*Perintah Kerja*
Tentukan apakah pernyataan (a), (b), dan (c) berikut sesuai dengan berita tentang PSBB transisi di Jakarta: (a) PSBB transisi dihitung berjalan sejak 5 Juni; (b) Anies menilai pembagian wilayah Jakarta ke dalam zona merah, oranye, kuning, atau hijau masih relevan; (c) pada hari pertama PSBB transisi tercatat 84 kasus baru. Jawab ya atau tidak untuk setiap pernyataan, disertai kutipan persis dari berita yang menjadi penentunya.

*Teks Acuan*
####

Anies Akui Belum Bisa Lihat Dampak PSBB Transisi di Jakarta
Ilustrasi (Angga Nugraha/VOI)

Bagikan:

JAKARTA - Gubernur DKI Jakarta Anies Baswedan mengaku masih belum bisa melihat dampak Pembatasan Sosial Berskala Besar (PSBB) transisi terhadap perubahan jumlah pasien positif COVID-19 dan tingkat penularan (angka reproduksi) virus tersebut.

PSBB transisi telah berjalan 9 hari, terhitung sejak 5 Juni hingga hari ini. Anies bilang, data COVID-19 yang keluar selama 9 hari terakhir belum mencerminkan kondisi PSBB transisi.

"Data epidemiologi ini bukan kayak tinggi permukaan air. Kalau tinggi permukaan air itu gantinya tiap jam. Karena setiap kali ada angka keluar hari ini, sesungguhnya itu adalah peristiwa 10 hari yang lalu, 2 minggu yang lalu," kata Anies di kawasan Ancol, Jakarta Utara, Sabtu, 13 Juni.

Mantan Menteri Pendidikan dan Kebudayaan ini berujar, data perkembangan COVID-19 yang terjadi dalam satu hari baru bisa dipantau dan mulai dievaluasi setelah berjalan 2 pekan.

"Sama seperti kalau kita memutuskan kemarin untuk melakukan perpanjangan PSBB Masa Transisi, itu menggunakan data yang berjalan 2 bulan. Dari situ kita kemudian kita lihat trennya. Jadi, bukan hanya peristiwa harian," jelas Anies.

Dilihat dari web resmi Pemporv DKI corona.jakarta.go.id, pertambahan kasus baru virus corona di DKI meningkat sejak awal PSBB transisi diterapkan. Pada hari pertama PSBB transisi yakni 5 Juni, terdapat 84 kasus baru. 

Kemudian, pada 6 Juni, kasus baru bertambah 102 kasus, 7 Juni bertambah 160 kasus, 8 Juni bertambah 91 kasus, 9 Juni bertambah 239 kasus, 10 Juni bertambah 147 kasus, 11 Juni bertambah 129 kasus, 12 Juni bertambah  kasus Juni bertambah 76 kasus, dan hari ini bertambah 120 kasus.

Lebih lanjut, Anies menyebut, tidak relevan ketika membagi tiap wilayah di Jakarta sebagai zona merah, oranye, kuning, atau hijau. Sebab kata dia, semua wilayah di Jakarta  masih sama-sama memiliki risiko penularan yang sama.

Penyebutan wilayah ke dalam zona-zona penyebaran corona ini, menurutnya, hanya membuat masyarakat meremehkan protokol pencegahan virus corona karena menganggap wilayahnya merupakan zona aman. 

"Menurut saya, tidak relevan lagi menyebut Jakarta zona merah atau zona lainnya karena sesungguhnya semuanya masih berisiko. Jadi, jangan sampai ada kesan bahwa saya tempatnya aman karena bukan zona merah. Padahal, sesungguhnya di semua tempat masih ada risikonya," tutup dia.

####

Entri data tersimpan
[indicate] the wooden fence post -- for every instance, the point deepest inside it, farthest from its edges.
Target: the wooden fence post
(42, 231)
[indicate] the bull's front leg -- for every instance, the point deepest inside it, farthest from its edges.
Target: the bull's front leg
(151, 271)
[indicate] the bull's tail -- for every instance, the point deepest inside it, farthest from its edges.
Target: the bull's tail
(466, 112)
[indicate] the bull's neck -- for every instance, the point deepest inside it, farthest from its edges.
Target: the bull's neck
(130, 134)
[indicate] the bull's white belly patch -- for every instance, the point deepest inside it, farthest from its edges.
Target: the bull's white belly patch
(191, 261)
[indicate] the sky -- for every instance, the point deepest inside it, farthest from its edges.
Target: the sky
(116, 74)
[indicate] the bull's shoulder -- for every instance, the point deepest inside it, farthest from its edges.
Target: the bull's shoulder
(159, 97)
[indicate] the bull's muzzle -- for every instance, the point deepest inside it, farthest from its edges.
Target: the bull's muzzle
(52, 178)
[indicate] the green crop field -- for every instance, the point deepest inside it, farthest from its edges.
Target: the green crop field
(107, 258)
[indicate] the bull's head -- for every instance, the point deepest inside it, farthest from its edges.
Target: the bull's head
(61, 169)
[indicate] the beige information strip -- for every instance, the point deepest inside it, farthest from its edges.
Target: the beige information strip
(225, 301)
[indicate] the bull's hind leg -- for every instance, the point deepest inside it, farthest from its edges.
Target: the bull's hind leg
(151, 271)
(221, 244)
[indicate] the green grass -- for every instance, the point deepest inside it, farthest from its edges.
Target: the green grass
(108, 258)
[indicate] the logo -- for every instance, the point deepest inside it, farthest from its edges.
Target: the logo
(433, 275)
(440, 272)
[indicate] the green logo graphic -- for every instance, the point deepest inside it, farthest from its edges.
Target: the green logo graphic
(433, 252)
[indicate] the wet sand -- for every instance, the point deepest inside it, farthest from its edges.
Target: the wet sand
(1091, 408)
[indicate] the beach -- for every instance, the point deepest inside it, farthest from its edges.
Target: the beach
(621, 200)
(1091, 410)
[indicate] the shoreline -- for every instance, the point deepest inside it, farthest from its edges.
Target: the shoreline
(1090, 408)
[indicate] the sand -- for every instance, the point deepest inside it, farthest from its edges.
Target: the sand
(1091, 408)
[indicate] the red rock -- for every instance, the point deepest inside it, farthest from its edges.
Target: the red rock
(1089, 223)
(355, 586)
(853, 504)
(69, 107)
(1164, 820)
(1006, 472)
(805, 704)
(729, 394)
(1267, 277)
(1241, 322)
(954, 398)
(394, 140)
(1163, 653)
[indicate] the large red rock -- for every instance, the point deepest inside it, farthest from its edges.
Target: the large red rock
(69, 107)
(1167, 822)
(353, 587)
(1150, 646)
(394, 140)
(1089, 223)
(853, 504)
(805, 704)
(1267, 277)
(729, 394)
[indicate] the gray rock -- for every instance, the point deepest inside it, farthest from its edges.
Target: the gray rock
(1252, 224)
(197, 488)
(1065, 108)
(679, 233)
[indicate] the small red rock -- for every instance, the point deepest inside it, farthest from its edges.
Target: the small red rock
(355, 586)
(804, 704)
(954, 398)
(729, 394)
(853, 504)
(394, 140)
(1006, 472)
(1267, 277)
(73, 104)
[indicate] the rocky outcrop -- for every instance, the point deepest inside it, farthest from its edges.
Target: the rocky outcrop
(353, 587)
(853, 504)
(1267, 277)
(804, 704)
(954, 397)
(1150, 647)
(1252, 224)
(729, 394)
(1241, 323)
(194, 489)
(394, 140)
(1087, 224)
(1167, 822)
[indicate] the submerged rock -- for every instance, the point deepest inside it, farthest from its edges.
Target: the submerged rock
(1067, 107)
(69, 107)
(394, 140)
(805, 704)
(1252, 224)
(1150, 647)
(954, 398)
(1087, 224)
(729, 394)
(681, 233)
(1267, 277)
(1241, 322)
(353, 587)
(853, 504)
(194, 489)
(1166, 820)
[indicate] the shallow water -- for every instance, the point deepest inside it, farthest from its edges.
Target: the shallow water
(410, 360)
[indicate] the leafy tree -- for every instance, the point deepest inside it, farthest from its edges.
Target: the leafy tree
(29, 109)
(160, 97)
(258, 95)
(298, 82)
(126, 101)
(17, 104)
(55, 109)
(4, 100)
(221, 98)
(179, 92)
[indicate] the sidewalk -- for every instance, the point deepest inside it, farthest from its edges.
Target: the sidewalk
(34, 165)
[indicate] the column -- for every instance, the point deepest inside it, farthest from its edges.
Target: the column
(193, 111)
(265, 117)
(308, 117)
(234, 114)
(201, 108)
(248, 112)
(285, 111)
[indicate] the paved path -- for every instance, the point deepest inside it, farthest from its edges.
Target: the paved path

####

*Hasil*
(a) Ya: "terhitung sejak 5 Juni hingga hari ini"
(b) Tidak: "tidak relevan ketika membagi tiap wilayah di Jakarta sebagai zona merah, oranye, kuning, atau hijau"
(c) Ya: "Pada hari pertama PSBB transisi yakni 5 Juni, terdapat 84 kasus baru."